| Your objective |
Rewrite the material from the line containing "Mark each instance of the blue hood" through the end of the material, inclusive, replacing "blue hood" with "green hood" and leaving everything else unchanged.

┏━━

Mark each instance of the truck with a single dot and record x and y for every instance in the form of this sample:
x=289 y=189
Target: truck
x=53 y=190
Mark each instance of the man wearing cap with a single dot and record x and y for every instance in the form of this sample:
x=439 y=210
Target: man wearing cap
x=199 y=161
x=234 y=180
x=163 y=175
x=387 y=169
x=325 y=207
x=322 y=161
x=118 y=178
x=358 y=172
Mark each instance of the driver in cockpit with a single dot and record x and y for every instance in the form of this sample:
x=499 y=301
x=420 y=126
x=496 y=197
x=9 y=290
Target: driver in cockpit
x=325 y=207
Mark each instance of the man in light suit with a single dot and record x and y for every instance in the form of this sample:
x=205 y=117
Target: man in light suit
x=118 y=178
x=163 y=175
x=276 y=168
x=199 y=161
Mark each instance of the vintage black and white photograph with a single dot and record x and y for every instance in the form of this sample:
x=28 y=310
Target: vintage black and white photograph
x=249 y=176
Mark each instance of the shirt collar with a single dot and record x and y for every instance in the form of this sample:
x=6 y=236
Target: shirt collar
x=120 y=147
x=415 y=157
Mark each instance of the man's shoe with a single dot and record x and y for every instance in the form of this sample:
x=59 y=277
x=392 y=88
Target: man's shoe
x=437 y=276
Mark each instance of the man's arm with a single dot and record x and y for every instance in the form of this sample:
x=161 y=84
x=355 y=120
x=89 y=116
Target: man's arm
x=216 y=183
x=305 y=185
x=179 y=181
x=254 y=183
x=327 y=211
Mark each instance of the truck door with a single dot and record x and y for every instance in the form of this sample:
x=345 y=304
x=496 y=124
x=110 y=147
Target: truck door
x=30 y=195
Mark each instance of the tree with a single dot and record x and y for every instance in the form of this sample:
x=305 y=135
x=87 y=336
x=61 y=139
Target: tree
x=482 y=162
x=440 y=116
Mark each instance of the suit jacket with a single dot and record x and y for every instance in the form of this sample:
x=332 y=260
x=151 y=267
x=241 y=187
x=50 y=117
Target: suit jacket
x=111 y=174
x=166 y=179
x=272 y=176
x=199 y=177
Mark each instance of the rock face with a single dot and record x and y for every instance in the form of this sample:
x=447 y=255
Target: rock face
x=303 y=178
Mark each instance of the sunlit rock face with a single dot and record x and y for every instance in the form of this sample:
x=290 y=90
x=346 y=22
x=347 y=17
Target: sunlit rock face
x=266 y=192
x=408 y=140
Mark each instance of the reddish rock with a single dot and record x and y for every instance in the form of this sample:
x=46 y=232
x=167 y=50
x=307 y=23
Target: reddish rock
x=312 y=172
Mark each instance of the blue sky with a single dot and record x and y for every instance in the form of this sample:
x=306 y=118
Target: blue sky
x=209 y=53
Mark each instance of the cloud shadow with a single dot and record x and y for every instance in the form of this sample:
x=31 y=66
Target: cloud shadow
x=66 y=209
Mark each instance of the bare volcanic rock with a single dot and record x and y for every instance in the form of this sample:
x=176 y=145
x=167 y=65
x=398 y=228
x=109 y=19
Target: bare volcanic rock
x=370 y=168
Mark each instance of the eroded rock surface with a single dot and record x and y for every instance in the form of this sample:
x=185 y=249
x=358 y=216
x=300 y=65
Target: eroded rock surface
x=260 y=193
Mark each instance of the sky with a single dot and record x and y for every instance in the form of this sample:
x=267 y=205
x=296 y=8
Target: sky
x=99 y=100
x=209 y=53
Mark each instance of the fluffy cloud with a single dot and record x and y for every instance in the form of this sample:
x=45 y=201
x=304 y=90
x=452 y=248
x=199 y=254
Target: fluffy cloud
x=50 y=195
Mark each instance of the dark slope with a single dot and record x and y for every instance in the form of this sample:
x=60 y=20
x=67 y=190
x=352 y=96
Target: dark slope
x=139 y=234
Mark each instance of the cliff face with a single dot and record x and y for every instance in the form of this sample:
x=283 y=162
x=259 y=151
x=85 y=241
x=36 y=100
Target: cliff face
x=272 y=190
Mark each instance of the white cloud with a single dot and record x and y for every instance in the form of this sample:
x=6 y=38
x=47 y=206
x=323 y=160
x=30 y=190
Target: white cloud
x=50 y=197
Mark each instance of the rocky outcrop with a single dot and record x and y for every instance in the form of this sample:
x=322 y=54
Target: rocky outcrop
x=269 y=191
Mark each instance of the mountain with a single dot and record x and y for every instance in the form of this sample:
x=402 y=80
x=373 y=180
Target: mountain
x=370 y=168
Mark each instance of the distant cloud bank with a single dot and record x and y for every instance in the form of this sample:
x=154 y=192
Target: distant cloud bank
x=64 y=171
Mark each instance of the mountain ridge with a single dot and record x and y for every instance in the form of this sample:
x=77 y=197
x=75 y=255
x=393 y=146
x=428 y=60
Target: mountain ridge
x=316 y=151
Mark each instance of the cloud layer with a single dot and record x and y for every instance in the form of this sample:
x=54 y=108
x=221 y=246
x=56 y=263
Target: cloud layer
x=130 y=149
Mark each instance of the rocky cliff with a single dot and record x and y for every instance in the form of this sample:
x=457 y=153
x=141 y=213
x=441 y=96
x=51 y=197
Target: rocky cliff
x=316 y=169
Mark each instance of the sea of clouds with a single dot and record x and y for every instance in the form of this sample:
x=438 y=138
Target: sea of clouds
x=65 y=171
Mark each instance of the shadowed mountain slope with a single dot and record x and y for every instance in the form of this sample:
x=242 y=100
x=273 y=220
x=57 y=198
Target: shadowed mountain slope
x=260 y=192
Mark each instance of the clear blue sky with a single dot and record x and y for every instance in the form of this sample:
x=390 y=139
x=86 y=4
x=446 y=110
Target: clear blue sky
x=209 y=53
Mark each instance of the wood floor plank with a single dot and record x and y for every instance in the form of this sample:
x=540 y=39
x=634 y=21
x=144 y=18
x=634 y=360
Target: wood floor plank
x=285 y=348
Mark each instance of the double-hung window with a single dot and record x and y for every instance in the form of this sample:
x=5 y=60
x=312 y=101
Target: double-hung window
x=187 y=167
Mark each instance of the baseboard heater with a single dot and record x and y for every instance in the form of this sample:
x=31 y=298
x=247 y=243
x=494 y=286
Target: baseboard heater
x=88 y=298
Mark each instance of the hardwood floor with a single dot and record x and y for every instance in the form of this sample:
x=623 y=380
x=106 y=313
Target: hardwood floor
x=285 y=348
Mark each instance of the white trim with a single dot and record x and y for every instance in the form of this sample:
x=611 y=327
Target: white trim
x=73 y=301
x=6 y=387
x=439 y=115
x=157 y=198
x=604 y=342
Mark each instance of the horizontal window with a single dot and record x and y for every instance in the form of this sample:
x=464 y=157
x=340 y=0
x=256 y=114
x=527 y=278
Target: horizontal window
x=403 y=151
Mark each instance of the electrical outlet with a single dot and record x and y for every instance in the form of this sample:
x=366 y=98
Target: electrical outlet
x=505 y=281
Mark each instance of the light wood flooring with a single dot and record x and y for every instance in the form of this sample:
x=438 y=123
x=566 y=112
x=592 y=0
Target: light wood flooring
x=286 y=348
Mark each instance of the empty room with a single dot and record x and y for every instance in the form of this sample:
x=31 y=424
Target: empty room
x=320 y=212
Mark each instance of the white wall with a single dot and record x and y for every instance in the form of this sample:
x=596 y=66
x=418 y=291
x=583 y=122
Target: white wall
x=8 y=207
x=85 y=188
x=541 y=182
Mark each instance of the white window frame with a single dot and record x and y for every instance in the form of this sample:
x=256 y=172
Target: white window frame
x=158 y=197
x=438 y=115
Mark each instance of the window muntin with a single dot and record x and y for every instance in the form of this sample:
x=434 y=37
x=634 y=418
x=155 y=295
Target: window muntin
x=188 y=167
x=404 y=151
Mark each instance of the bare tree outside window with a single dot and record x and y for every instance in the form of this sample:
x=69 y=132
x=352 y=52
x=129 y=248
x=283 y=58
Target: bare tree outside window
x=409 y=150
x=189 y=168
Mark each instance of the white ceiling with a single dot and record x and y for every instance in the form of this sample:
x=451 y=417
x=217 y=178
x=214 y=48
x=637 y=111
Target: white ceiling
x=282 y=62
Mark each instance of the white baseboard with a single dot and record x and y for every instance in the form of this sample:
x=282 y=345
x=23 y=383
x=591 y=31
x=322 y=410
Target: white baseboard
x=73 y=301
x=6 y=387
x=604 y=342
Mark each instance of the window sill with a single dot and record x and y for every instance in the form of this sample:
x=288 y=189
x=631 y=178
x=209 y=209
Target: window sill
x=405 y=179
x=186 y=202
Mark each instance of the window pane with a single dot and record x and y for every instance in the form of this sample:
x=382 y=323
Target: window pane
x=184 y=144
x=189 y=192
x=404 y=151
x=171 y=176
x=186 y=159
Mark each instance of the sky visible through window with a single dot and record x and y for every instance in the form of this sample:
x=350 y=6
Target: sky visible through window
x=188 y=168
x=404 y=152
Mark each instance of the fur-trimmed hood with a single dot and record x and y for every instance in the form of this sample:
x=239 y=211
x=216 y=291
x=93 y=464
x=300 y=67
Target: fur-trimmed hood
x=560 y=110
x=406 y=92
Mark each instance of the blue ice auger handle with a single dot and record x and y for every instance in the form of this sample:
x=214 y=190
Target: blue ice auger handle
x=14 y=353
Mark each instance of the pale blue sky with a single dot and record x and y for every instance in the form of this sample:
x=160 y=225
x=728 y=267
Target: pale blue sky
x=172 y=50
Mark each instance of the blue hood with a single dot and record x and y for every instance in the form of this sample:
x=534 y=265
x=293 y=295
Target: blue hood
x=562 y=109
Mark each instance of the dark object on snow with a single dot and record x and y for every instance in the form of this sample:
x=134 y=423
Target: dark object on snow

┗━━

| Full answer |
Mark each instance of the green hood with a single dot and record x and y for every instance in the form of this sample:
x=534 y=265
x=293 y=295
Target: green hood
x=562 y=109
Mark each instance of the dark object on snow with a single dot and record x and y for every instance in the form of this sample:
x=134 y=423
Target: dark object on snow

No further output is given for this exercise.